[EXTRAIT À LIRE]

« La reine d’Angleterre Élisabeth II est devenue la grand-mère de l’Europe »
«C ’est vertigineux », s’exclame Adélaïde de Clermont-Tonnerre, directrice de la rédaction de Point de vue, au sujet des soixante-dix ans de règne d’Élisabeth II. L’autrice des Jours heureux (éd. Poche) voit dans la vie d’Élisabeth II un roman. Mais Adélaïde de ClermontTonnerre, qui a participé, jeudi soir, à l’édition spéciale de France 2 consacrée au jubilé, préfère analyser l’impact du règne de la souveraine sur la société. Elle revient sur l’attachement unique, et parfois contradictoire, que le public a pour la monarque.
Que représente Élisabeth II pour Point de vue ?
Le magazine a grandi avec elle. La première couverture en couleur, c’est son couronnement, en 1953. À sa création, en 1945, Point de vue devait être un Life à la française. Et tout comme Élisabeth II, nous avons traversé le XXe siècle.
Est-elle une actrice ou un témoin des époques qu’elle a traversées ?
La reine a été témoin des difficultés de la Seconde Guerre mondiale, notamment. Mais elle a aussi été actrice en tant que cheffe d’État. Elle, et la monarchie avec elle, ont évolué avec l’époque. Elle s’est adaptée aux événements, nombreux, qui ont agité son règne et elle s’est accordée aux révolutions des moeurs. On ne peut pas préjuger des opinions de la reine, qui a le devoir de ne jamais les exprimer, mais on peut juger les faits. Sa soeur n’a pas pu épouser un homme divorcé, mais son fils, Charles, a pu le faire avec Camilla, qui était pourtant la maîtresse honnie… Et Harry a pu épouser Meghan, une divorcée, américaine. Il y a encore deux générations, ça aurait été impensable. Il y aurait eu des évanouissements à Buckingham si quelqu’un avait osé envisager une chose pareille…
Vous la feriez presque passer pour une progressiste…
Peut-être pas, non. Mais, tout en maintenant les traditions et un certain folklore, elle n’est pas du tout une reine protocolaire. Elle est profondément humaine, elle se sert de son intelligence et de sa subtilité. En cela, elle est moderne.

[/EXTRAIT À LIRE]
[DONNÉES FOURNIES]

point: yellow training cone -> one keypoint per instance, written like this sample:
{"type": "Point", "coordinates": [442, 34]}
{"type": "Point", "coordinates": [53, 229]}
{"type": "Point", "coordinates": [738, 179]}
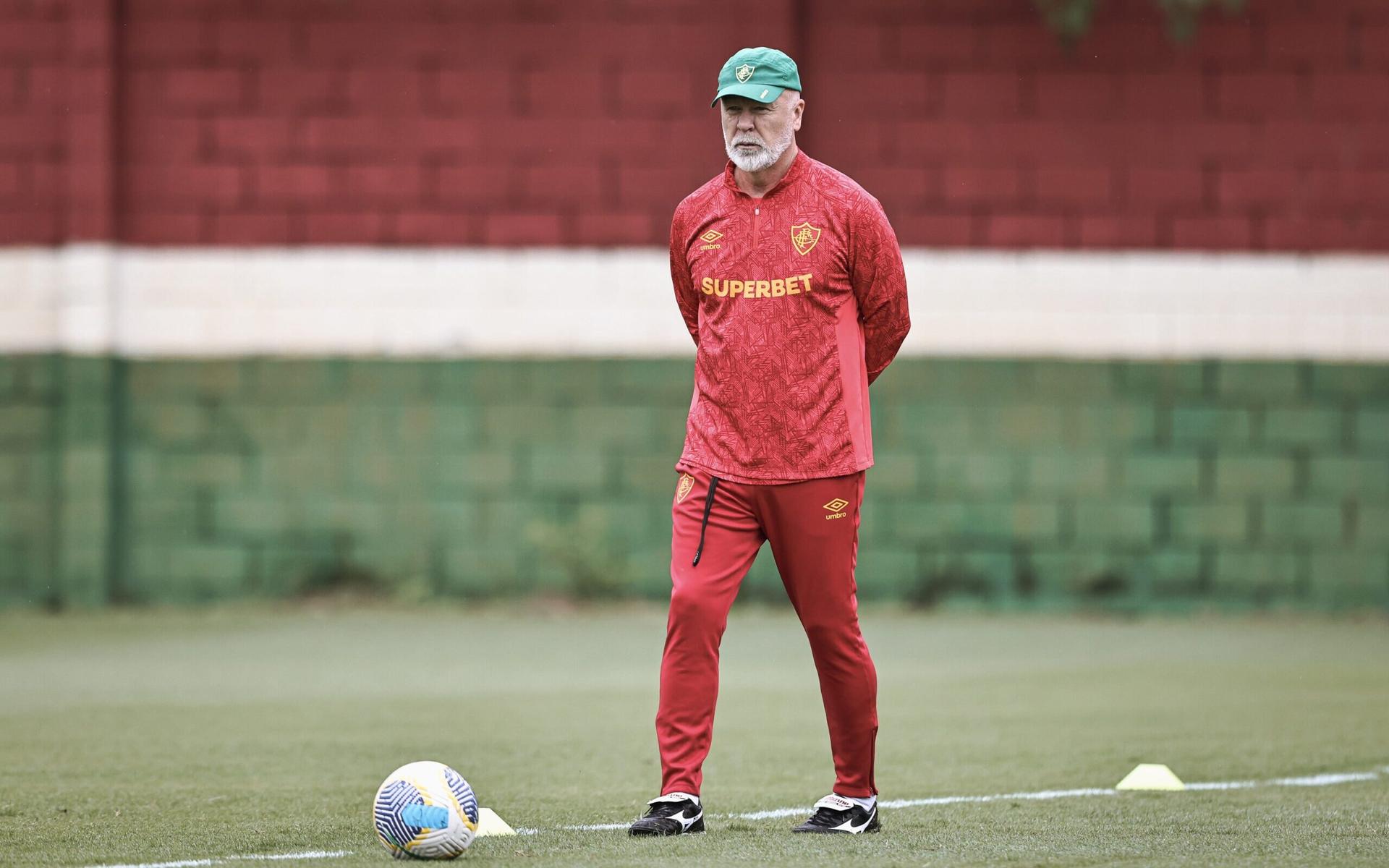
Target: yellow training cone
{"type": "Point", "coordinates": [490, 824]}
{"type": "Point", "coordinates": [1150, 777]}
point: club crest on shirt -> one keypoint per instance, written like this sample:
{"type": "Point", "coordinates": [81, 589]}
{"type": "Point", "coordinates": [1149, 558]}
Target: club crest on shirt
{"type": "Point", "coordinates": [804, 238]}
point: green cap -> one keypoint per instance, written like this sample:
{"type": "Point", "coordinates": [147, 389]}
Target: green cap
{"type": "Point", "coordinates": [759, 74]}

[/DONNÉES FOURNIES]

● **EXERCICES**:
**1.** D'après l'entretien sur le règne d'Élisabeth II, quel événement a fait la première couverture en couleur de Point de vue ?
**2.** Recopiez le passage de l'entretien sur Élisabeth II qui commence par « Le magazine a » et se poursuit jusqu'à « a traversées ? ».

● **VOS RÉPONSES**:
**1.** Le couronnement d'Élisabeth II, en 1953.

**2.**
Le magazine a grandi avec elle. La première couverture en couleur, c’est son couronnement, en 1953. À sa création, en 1945, Point de vue devait être un Life à la française. Et tout comme Élisabeth II, nous avons traversé le XXe siècle.
Est-elle une actrice ou un témoin des époques qu’elle a traversées ?